EXERCISE: According to the article on Certificate of Need laws, in how many states do these laws apply to medical services?

PROVIDED TEXT:

>>>>>

The Hill: The ‘competitor’s veto’ is killing entrepreneurship — but that may end this year

April 08, 2019 | By ANASTASIA BODEN

This article was originally published by The Hill on April 8, 2019. 

It’s true that businesses never welcome competition, but imagine if they had the statutory authority to shut out new enterprises. That twisted scenario is reality in over half of states, where entrepreneurs in the medical and transportation industries essentially must ask their competitors for permission before starting up. Predictably, the incumbents usually say no, invoking a little known regulation called a Certificate of Need (CON) law.

The way a CON law typically works is that a person who seeks to start a business must first notify all existing businesses in the same industry that they’re applying for a license. The existing businesses can protest the application, which triggers a hearing. At the hearing, the applicant must prove to state authorities that the proposed business is “necessary.”

The problem is that the only way to show that products or services are necessary — particularly if they are new or innovative — is to offer them and find out. The market allows entrepreneurs to discover whether their services are necessary through experimentation. Even the most prescient entrepreneurs cannot be certain the market will sustain them. CON laws thus send applicants on a fool’s errand, asking them to prove something that cannot be proven in advance.

Moreover, even if one musters some supposed evidence of necessity, the existing businesses can testify in opposition that a new business is not necessary because they could serve any demand. As a result, protested applications are almost always denied. A federal trial court in Kentucky aptly described the CON law process as the “competitor’s veto” when striking it down as unconstitutional in a lawsuit brought by Pacific Legal Foundation.

Although CON laws started in the transportation industry, in 35 states they also apply to medical services. This means that in over half of states, practitioners must undergo the expensive and often futile CON law process before adding hospital beds, purchasing medical equipment, opening a birthing center, or providing mental health services. Stories of CON laws preventing entrepreneurs from providing innovative (and lower cost) medical services — such as virtual colonoscopieslaparoscopic surgery, and newborn intensive care unit centers — are well documented.

<<<<<

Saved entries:

>>>>>

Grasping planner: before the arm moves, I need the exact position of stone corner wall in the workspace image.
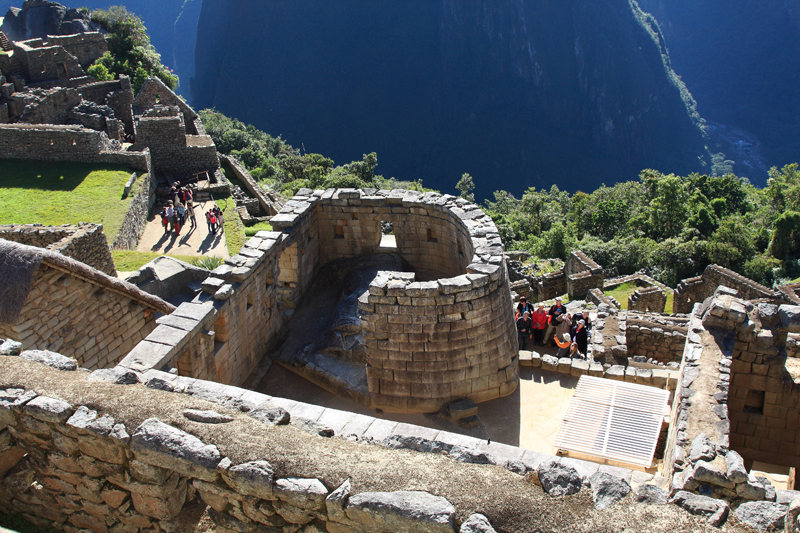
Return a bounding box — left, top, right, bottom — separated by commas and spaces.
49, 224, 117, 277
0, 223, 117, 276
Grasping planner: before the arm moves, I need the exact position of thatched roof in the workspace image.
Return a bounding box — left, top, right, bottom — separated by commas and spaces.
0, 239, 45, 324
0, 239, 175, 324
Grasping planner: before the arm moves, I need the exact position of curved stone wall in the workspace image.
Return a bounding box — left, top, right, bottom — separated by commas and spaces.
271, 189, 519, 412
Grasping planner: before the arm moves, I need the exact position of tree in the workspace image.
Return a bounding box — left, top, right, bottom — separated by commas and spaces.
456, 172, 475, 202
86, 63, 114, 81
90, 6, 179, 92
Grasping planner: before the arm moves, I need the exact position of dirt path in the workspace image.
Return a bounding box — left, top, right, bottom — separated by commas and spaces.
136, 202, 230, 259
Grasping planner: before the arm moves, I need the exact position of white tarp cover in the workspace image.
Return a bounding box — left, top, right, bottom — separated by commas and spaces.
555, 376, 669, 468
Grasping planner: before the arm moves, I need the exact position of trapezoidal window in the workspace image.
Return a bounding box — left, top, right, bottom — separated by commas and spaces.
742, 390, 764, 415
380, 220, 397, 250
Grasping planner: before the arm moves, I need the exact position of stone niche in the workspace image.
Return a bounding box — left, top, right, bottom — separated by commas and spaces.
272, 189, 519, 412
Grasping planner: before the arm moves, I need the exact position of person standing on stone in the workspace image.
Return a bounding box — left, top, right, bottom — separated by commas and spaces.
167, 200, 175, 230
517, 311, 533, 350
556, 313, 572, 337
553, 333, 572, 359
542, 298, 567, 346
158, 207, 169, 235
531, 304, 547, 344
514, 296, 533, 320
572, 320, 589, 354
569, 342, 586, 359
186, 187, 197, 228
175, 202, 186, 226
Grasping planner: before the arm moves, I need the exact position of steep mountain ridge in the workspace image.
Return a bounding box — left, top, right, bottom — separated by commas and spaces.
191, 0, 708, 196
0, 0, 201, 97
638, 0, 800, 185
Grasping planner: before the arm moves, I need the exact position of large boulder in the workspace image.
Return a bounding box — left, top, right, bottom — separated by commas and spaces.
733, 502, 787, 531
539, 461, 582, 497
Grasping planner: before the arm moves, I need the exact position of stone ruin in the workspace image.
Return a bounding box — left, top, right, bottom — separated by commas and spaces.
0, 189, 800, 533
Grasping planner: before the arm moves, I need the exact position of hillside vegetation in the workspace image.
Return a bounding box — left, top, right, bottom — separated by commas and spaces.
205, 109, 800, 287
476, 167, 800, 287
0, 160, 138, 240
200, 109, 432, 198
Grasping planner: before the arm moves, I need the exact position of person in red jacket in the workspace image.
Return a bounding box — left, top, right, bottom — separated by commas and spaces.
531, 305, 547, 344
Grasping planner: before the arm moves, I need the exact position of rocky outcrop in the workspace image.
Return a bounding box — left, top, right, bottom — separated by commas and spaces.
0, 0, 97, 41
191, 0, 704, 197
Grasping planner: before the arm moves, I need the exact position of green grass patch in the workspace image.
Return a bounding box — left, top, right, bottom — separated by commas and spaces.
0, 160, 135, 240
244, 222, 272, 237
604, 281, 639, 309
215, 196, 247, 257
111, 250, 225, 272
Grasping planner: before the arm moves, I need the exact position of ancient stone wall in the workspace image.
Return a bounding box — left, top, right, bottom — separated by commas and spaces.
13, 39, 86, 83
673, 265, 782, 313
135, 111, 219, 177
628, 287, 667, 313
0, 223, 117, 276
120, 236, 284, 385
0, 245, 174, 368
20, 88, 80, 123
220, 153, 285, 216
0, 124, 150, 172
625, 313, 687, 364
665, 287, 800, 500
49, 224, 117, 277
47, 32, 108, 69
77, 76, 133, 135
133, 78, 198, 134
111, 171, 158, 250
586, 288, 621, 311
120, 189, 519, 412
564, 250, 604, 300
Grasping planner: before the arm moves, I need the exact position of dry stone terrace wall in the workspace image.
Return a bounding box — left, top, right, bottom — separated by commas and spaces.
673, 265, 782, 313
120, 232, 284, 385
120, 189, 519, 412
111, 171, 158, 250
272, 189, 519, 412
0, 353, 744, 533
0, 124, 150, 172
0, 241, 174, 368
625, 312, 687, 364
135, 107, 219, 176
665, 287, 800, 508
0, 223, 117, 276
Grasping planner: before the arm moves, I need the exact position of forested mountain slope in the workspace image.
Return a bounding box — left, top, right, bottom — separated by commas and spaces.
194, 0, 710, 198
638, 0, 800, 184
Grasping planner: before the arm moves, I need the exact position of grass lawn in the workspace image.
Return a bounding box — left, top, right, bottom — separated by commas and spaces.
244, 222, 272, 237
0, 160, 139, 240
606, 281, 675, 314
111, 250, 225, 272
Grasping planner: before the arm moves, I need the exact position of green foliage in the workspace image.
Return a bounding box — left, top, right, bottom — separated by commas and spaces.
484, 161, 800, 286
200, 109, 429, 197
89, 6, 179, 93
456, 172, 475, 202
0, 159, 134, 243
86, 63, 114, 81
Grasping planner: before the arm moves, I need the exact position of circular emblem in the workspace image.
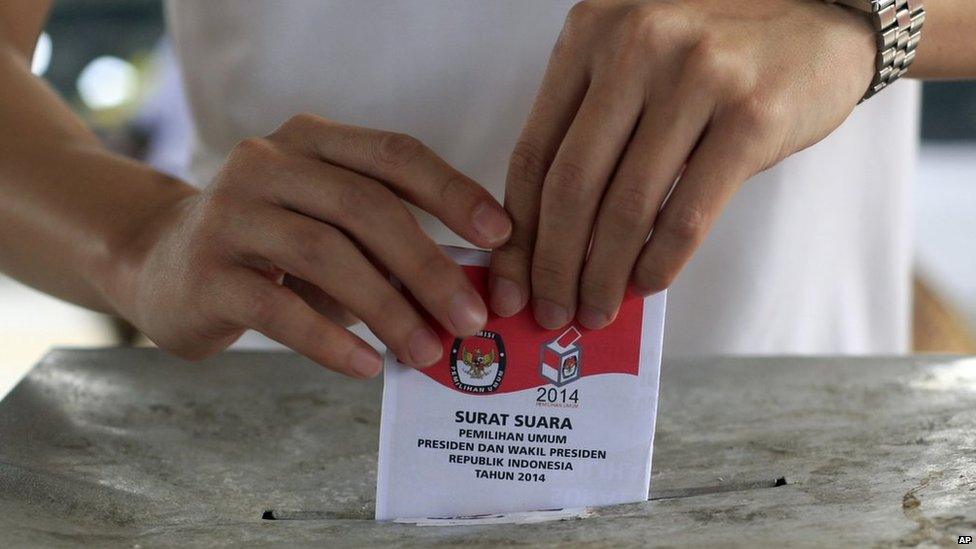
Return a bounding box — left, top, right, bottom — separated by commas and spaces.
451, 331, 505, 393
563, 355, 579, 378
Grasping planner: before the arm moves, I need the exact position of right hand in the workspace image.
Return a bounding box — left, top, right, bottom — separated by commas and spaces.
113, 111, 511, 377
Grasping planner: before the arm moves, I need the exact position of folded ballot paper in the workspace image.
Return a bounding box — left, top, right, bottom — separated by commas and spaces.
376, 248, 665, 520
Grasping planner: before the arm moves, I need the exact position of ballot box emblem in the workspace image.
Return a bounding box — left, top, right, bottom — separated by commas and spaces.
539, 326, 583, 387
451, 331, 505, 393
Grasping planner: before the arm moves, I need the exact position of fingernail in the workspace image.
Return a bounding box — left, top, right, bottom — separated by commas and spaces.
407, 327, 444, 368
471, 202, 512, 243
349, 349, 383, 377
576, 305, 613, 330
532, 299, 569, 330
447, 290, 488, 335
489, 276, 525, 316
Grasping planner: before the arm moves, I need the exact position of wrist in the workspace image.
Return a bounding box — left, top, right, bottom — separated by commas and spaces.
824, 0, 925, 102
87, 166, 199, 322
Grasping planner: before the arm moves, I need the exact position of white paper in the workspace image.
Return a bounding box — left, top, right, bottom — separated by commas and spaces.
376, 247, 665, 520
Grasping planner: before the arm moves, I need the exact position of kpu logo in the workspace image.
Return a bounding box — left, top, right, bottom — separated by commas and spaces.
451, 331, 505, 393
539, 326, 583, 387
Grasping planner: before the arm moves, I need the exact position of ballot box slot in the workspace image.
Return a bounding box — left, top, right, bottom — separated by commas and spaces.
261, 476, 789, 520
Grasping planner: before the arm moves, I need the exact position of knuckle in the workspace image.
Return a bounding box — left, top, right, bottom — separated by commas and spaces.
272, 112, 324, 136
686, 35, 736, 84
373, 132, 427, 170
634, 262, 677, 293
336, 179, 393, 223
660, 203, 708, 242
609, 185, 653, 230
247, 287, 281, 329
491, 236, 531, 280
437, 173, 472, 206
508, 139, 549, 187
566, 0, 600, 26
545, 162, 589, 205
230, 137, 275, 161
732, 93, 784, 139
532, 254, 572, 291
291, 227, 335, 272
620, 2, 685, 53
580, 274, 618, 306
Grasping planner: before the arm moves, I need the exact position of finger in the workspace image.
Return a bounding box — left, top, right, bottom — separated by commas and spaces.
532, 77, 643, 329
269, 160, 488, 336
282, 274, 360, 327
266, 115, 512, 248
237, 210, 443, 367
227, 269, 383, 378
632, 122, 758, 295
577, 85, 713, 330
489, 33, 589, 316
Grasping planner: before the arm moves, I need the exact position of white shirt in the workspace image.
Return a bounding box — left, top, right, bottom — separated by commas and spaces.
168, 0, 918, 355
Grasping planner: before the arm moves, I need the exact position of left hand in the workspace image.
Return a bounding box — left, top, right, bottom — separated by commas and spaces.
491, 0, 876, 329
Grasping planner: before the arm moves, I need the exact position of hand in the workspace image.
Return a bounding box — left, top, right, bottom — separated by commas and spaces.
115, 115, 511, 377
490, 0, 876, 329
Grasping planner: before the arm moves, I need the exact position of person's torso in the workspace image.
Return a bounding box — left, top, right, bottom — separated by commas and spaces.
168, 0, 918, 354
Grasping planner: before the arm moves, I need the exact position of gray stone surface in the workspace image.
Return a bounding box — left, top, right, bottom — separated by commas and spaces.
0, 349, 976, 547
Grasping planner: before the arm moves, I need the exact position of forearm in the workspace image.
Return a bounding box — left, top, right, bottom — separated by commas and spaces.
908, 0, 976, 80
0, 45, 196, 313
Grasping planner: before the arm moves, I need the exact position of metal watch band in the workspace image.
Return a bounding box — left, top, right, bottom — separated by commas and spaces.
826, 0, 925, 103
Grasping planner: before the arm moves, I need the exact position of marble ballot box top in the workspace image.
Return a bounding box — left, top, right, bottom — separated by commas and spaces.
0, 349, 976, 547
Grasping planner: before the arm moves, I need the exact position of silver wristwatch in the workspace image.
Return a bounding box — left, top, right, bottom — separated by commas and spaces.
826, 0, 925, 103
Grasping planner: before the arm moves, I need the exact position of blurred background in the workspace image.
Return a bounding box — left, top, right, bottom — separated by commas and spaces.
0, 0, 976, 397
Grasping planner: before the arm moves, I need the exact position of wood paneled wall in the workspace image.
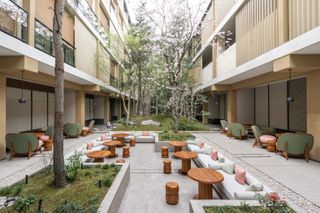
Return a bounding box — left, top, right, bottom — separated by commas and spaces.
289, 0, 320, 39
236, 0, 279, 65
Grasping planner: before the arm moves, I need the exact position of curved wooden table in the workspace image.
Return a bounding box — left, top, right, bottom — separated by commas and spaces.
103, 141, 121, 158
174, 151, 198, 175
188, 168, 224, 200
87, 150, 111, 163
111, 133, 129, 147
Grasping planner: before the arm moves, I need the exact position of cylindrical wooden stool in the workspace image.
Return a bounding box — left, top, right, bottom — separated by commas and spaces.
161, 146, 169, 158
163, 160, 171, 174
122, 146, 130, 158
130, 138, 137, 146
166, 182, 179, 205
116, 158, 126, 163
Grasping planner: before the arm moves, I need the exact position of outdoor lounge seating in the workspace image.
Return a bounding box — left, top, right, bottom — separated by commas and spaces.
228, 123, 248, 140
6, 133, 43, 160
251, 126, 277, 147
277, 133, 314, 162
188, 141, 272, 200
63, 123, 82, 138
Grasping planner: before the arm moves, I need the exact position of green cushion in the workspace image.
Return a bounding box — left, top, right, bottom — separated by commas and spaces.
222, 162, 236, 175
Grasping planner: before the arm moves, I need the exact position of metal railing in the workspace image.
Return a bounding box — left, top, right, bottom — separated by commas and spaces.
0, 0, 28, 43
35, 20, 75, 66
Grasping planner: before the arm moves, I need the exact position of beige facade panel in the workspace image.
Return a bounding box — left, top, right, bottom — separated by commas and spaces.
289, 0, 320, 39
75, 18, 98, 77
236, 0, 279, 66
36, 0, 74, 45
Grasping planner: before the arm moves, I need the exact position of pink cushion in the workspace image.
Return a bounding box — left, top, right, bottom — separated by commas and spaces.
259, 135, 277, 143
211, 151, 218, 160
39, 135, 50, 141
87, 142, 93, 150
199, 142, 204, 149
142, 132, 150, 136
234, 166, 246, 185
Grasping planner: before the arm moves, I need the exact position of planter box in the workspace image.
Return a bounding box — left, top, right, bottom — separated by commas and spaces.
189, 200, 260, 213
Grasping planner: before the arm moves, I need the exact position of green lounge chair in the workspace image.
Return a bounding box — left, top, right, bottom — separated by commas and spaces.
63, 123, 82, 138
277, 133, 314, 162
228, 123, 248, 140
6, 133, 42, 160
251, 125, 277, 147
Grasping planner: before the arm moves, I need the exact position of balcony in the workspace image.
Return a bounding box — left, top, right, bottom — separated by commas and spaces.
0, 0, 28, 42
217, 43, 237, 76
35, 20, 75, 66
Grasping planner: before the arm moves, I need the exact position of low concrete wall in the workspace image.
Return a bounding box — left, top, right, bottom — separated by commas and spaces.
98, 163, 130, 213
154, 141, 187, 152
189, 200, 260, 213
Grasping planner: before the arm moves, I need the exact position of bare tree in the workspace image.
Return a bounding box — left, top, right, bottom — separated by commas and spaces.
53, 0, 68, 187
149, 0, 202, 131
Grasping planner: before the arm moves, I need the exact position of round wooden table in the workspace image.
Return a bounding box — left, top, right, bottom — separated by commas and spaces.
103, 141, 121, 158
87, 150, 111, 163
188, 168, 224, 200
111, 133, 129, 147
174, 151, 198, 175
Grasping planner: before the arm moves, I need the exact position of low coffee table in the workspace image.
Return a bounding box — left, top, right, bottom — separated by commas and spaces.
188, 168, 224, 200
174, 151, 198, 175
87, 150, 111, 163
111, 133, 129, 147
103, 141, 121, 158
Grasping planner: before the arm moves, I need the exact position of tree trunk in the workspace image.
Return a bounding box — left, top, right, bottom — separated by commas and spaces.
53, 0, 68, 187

<<<<<

EXPECTED ANSWER: 35 states.